## Texto apresentado
________________________

Podemos definir a amizade como o sentimento de respeito, responsabilidade e cuidado por qualquer outro ser humano. Logo, a verdadeira amizade transmite os limites da individualidade; trata-se de um afeto pela humanidade como um todo. Ora, é exatamente esta pretensão de universalidade que liga a amizade aos direitos humanos. Afinal, o que pode servir de fundamento para a idéia de direitos humanos senão o fato de que todos os seres humanos são iguais e devem ser tratados com respeito? E a raiz da palavra respeito, convém lembrar, é respicere, isto é, “olhar para”. Respeitamos alguém quando contemplamos o outro como congênere; quando deixamos surgir, no nosso interior, a imagem dele ao mesmo tempo como um diferente e um igual.

Em certa ocasião escrevi um livro sobre a dignidade humana que, de certa forma, até hoje me persegue. Lá procurei mostrar que não existe uma maneira de se provar que todos os seres humanos são igualmente dignos. Nesse sentido, acredito que a dignidade humana é uma crença que não pode ser justificada plenamente. Entretanto, não se trata de uma crença arbitrária. Afinal, toda ética começa por um princípio de reconhecimento. Daí a simpatia que nutro com relação às idéias de um filósofo judeu, Emmanuel Levinas, que afirma ser o rosto do outro o elemento que permite o reconhecimento de minha própria identidade. Ou nas próprias palavras de Levinas: “É apenas quando abordo o Outro que assisto a mim mesmo”. Através do rosto, percebo, de imediato, o caráter sagrado e inviolável de cada ser humano.

Como a amizade, os direitos humanos precisam ser cultivados, pois, se por um lado, é bem verdade que tais direitos passaram a se constituir em exigências que constrangem cada vez mais a própria maneira como nos percebemos enquanto cidadãos e mesmo como membros da espécie humana, por outro, não existe qualquer garantia de que este importante patrimônio moral da humanidade permaneça intocado.

Todos os dias recebemos de diversas partes do mundo, notícias sobre graves violações e ameaças aos direitos humanos. No nosso país, parte da mídia continua a incutir a idéia de que os militantes dos direitos humanos não passam de defensores de bandidos. Daí a importância da educação em direitos humanos, concebida não como a simples introdução de um conteúdo temático sobre esses direitos nos programas escolares ou universitários, mas essencialmente como um meio capaz de proporcionar o respeito pelas pessoas. Só assim conseguiremos construir uma verdadeira cultura dos direitos humanos, dessa feita em sentido antropológico mesmo, isto é, como um conjunto e valores e concepções sobre a dignidade dos seres humanos.

________________________

## Dados de entrada
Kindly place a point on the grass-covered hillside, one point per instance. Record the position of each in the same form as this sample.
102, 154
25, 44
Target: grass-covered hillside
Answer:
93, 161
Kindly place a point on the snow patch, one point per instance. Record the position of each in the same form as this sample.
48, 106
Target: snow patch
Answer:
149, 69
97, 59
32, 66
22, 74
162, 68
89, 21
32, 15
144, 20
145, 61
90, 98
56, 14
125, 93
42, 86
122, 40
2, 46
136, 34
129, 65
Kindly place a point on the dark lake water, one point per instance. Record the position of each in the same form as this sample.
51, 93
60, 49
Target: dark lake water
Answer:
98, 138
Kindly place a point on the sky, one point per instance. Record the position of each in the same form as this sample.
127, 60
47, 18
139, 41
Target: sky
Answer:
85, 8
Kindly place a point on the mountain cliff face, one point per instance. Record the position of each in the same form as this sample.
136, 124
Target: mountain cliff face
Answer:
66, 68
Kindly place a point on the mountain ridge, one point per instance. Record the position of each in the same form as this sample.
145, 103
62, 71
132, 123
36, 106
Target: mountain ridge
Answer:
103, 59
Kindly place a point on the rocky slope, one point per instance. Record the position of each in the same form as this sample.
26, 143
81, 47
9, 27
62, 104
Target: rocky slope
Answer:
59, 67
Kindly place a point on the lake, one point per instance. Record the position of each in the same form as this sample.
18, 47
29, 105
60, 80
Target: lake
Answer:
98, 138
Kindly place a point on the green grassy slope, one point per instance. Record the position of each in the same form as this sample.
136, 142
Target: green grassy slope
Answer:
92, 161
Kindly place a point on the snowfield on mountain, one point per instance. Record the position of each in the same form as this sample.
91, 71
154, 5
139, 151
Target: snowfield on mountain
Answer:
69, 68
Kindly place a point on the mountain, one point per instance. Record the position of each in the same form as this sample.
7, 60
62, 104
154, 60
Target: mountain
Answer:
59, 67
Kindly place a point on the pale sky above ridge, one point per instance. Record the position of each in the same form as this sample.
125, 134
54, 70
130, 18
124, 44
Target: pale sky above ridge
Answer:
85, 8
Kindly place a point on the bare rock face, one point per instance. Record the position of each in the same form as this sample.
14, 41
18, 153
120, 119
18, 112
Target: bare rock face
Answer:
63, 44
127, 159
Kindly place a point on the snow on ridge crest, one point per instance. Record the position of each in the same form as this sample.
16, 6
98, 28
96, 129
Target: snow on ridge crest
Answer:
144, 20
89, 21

________________________

## Ação exigida 1
Segundo o texto sobre amizade e direitos humanos, por quais sentimentos se define a amizade? Liste todos.
## Ação exigida 2
Reproduza o trecho do texto sobre amizade e direitos humanos que começa em "Em certa ocasião" e segue até "cada ser humano.".

## Resposta escrita 1
Respeito, responsabilidade e cuidado.

## Resposta escrita 2
Em certa ocasião escrevi um livro sobre a dignidade humana que, de certa forma, até hoje me persegue. Lá procurei mostrar que não existe uma maneira de se provar que todos os seres humanos são igualmente dignos. Nesse sentido, acredito que a dignidade humana é uma crença que não pode ser justificada plenamente. Entretanto, não se trata de uma crença arbitrária. Afinal, toda ética começa por um princípio de reconhecimento. Daí a simpatia que nutro com relação às idéias de um filósofo judeu, Emmanuel Levinas, que afirma ser o rosto do outro o elemento que permite o reconhecimento de minha própria identidade. Ou nas próprias palavras de Levinas: “É apenas quando abordo o Outro que assisto a mim mesmo”. Através do rosto, percebo, de imediato, o caráter sagrado e inviolável de cada ser humano.